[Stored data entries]
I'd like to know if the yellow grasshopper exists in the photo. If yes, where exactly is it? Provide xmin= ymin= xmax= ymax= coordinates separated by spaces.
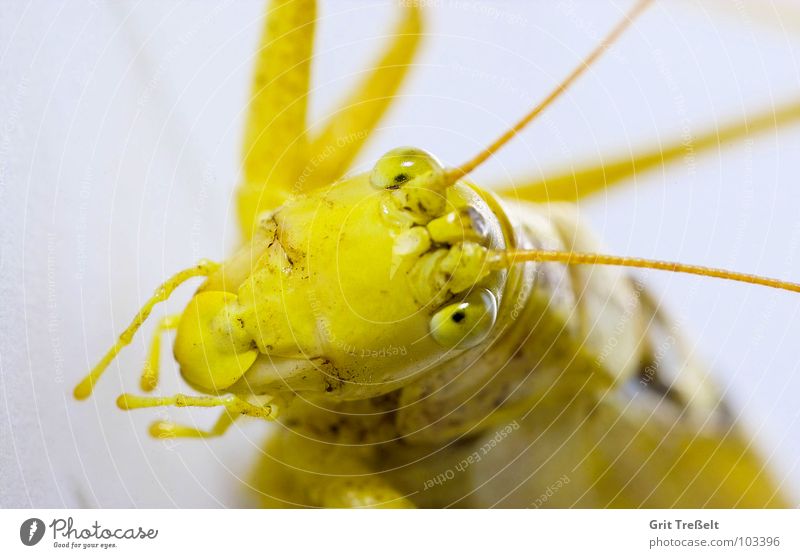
xmin=75 ymin=0 xmax=800 ymax=508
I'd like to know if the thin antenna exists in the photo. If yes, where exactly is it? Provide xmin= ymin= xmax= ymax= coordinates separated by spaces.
xmin=489 ymin=249 xmax=800 ymax=294
xmin=445 ymin=0 xmax=654 ymax=184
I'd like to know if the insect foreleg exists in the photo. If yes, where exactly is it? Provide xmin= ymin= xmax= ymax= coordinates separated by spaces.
xmin=149 ymin=410 xmax=239 ymax=439
xmin=121 ymin=390 xmax=294 ymax=440
xmin=116 ymin=393 xmax=276 ymax=420
xmin=139 ymin=314 xmax=180 ymax=392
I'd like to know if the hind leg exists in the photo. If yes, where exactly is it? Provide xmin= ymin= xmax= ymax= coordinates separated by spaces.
xmin=492 ymin=100 xmax=800 ymax=203
xmin=236 ymin=1 xmax=424 ymax=236
xmin=237 ymin=0 xmax=316 ymax=237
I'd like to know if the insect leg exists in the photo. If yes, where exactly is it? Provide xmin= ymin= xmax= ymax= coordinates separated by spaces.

WHAT THE TASK ASKS: Would you return the records exactly, keeping out every picture?

RESULT OF THIS EXERCISE:
I'd like to know if the yellow grasshopper exists in the photo. If yes, where exactly is it? Provide xmin= ymin= xmax= ymax= coordinates separated by spaces.
xmin=75 ymin=0 xmax=800 ymax=508
I'd like to know if the thin antenna exists in the photo. If yes, where exactly is it? Provide xmin= ymin= xmax= ymax= coordinates separated by spaces.
xmin=489 ymin=249 xmax=800 ymax=294
xmin=445 ymin=0 xmax=654 ymax=184
I'd like to know if the insect foreleg exists in the photo. If yes, where exactly is it? Provide xmin= ymin= xmax= ymax= coordinates separated by spaces.
xmin=149 ymin=410 xmax=239 ymax=439
xmin=121 ymin=390 xmax=294 ymax=440
xmin=116 ymin=393 xmax=276 ymax=420
xmin=139 ymin=314 xmax=180 ymax=392
I'd like to know if the hind leg exists in the photo. If yes, where exactly is it? Provide xmin= ymin= xmax= ymax= coordinates separated by spaces.
xmin=492 ymin=100 xmax=800 ymax=203
xmin=236 ymin=1 xmax=424 ymax=236
xmin=237 ymin=0 xmax=316 ymax=237
I'd like to know if the insect leg exists in the photo. If yes, where exactly is it? Provide xmin= ymin= xmax= ymax= coordinates separated by spaces.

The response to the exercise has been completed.